Kage Baker was clearly looking over my shoulder today. She was at least standing behind me, poking me in said shoulder – she always poked hard, too – and telling me to get to work.
It wasn’t my intention to do anything much at all, Dear Readers. I got my first full night’s sleep in weeks, slept late, woke up to find that the outdoors was already burning to a crisp in the heat, and decided to just be boneless all day. Eat lime ices and drink iced coffee. But I didn’t. For your amusement, Dear Readers, here is what I did –
Last August, I handed a nice publisher (who was always good to Kage and me) a novel via e-transom. That is, I ambushed him and handed him a thumb drive at World Con. Today I worked up the courage to anxiously inquire as to it’s fate? Turns out the poor man had misplaced my manuscript, with many others, in the wake of installing a new submission system. But that does not mean NO! So I sent it again, and am now in hope once more.
And here are the first two pages of Knight and Dei:
“Any sound in my ears but Your silence, O Lord God.”
Distantly a horn blared. The praying woman opened her eyes and leaned forward, frowning.
After a moment she shrugged and got to her feet. She bound back her hair in the red scarf of her Order, making stray locks stand up round her forehead like flames, and went down the hill to camp.
Down in the shadows where the sunrise had not yet arrived, the other woman looked up. She scowled.
“One of us should charge the battery on the car, Sister Pilot,” she said pointedly. “And I’m busy breaking camp.”
“I’m sorry, Sister Driver,” said the woman with the red scarf. “I was praying.”
“Works would be more appropriate at the moment, Sister.” The Driver pushed the ends of her own scarf – which was blue – over her shoulder, and bent back down over the tent she was rolling up.
The Pilot sighed, and went to the aircar settled deep in the dry grass. She opened the cover to the starter motor, seized the battery crank in both hands, and began to recite the Dedication to Labor. When the Driver turned to glare at her, she hunched her shoulders and set to hurriedly on the crank, continuing the Dedication under her breath.
“Boy, this is awkward,” she remarked in a few moments. “I wonder why they put the crank up here, instead of down on the side?”
“It’s a cheap little starter. And it’s cheaper to make the gears horizontal to start with, instead of adding another gear to translate the cranking motion from the vertical,” Driver said. She buckled the tent bag closed and started rolling a bedroll. “Does that tell you anything you need to know?”
“No. Sorry,” said Pilot in automatic guilt.
She cranked unsteadily but silently until Driver had stood and was loading the gear into the cargo bay and the back seat, checking the straps that kept the roof folded back and open. Then she asked politely:
“Don’t you find it distracting to tell your Deds while you’re actually doing the labor?”
“No.” Driver went round to the front of the car, pulled off the air filter and began shaking a storm of dried bugs out of it. “I love the monotony, the soul-numbing boredom. It’s such a soothing contrast.”

WHAT TO DO - Reproduce the stretch of the blog post from "Down in the" through "was rolling up.". Base your work only on the blog post.

EXCERPTED RECORDS -

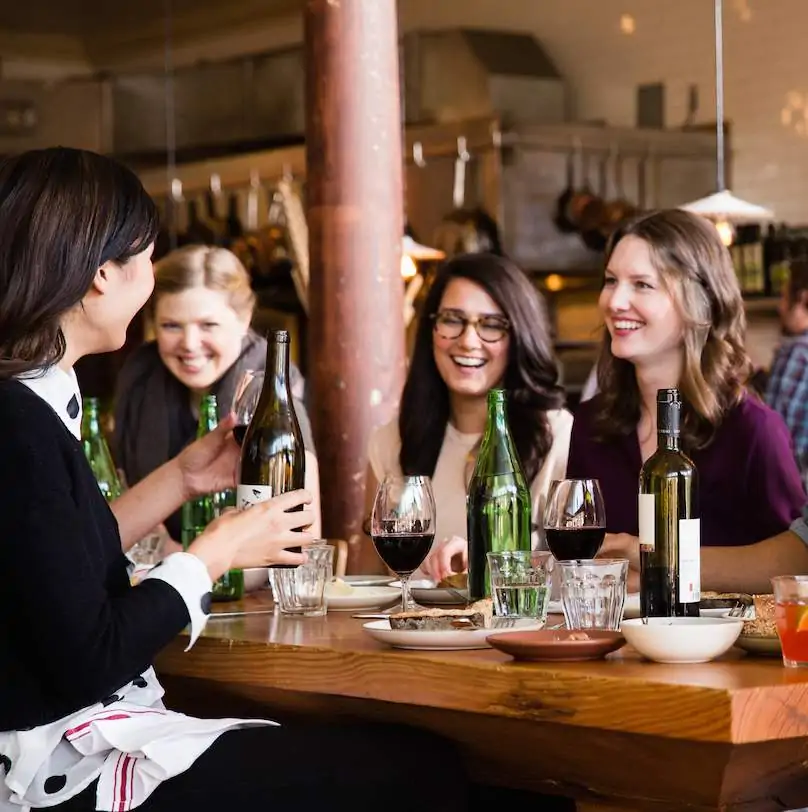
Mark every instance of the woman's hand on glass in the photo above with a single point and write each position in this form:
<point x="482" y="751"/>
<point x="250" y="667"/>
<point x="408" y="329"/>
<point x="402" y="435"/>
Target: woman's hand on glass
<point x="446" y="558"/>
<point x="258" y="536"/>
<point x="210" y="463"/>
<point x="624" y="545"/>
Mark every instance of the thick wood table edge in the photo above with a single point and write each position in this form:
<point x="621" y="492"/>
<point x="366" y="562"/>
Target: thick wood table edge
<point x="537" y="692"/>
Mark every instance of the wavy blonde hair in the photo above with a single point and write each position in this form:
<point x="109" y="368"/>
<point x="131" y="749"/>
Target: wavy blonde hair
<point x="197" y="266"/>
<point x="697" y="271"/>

FINISHED ANSWER -
Down in the shadows where the sunrise had not yet arrived, the other woman looked up. She scowled.
“One of us should charge the battery on the car, Sister Pilot,” she said pointedly. “And I’m busy breaking camp.”
“I’m sorry, Sister Driver,” said the woman with the red scarf. “I was praying.”
“Works would be more appropriate at the moment, Sister.” The Driver pushed the ends of her own scarf – which was blue – over her shoulder, and bent back down over the tent she was rolling up.